Given passage Block Start

Question 1
Get the dataset "food.txt" from GauchoSpace and read it with R. Alternatively you can download this data set from the library cluster.datasets with the following code:
library(cluster.datasets)
data(nutrients.meat.fish.fowl.1959)
The Data Set contains the quantity of Energy, Protein, Fat, Calcium and Iron of 27 differen aliments.
The task here is to finding meaningful clusters in the data. To this end perform the following:
1. Find clusters using a K-means algorithm. Try out different values of K and determine your best best solution. The number of clusters you choose should be based either on appropriate measures of fit, for example SSE as defined in the book IDM, and interpretability of the results. For each value of K that you try out provide:
a. the centroids
b. the size of each cluster and a list of the aliments and their cluster membership
c. the ratio between-SS/total-SS
d. a meaning (use your imagination) to each cluster formed, e.g. what are the summarizing characteristics of the aliments in group 1?
e. to answer part d above you might find useful using a parallel coordinate plot of the centroids
2. Apply hierarchical clustering using min, max and average distances (respectively single, complete and average methods in R).
a. For each method produce a dendrogram with the labels of the aliments
b. What are the differences, in any, in using the three different measures of distances?
c. Can you individuate clusters similar to those obtained by K-means clustering?

Given passage Block End
Excerpted data Block Start

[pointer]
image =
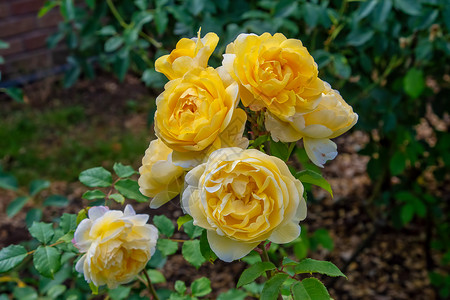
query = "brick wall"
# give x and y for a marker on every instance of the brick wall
(26, 34)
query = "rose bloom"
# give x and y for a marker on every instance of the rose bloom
(197, 114)
(332, 117)
(160, 178)
(274, 72)
(243, 197)
(117, 245)
(188, 54)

Excerpted data Block End

**Task instructions:**
**1)** Print the clustering assignment word for word, starting at "a. For each" and ending at "by K-means clustering?".
**2)** According to the clustering assignment, why might a parallel coordinate plot of the centroids be useful?
**3)** Resume the clustering assignment after its final line, and continue writing it.

**Results for the exercise:**
**1)**
a. For each method produce a dendrogram with the labels of the aliments
b. What are the differences, in any, in using the three different measures of distances?
c. Can you individuate clusters similar to those obtained by K-means clustering?

**2)** It can help with part d, which asks you to give a meaning to each cluster formed, such as the summarizing characteristics of the aliments in group 1.

**3)**
Additional exercises for PStat 231
Question 2
Perform PCA of the food.txtdata and use a biplot to visualize the first two PC and the Variables. Based on the biplot one could still individuate groups (clusters) of aliments with similar characteristics.
a. Is the grouping obtained by PCA similar or different from that obtained by the clustering algorithms above? Explain with some detail.
b. Which technique do you find most useful in describing the data set? Why?
1
Question 3
Suppose that we have four observations, for which we compute a dissimilarity matrix, given by
0.3 0.4 0.7
0.3 0.5 0.8
0.4 0.5 0.45
0.7 0.8 0.45
For instance, the dissimilarity between the first and second observations is 0.3, and the dissimilarity between the second and fourth observations is 0.8.
a. On the basis of this dissimilarity matrix, sketch the dendrogram that results from hierarchically clustering these four observations using complete linkage. Be sure to indicate on the plot the height at which each fusion occurs, as well as the observations corresponding to each leaf in the dendrogram.
b. Suppose that we cut the dendogram obtained in (a) such that two clusters result. Which observations are in each cluster?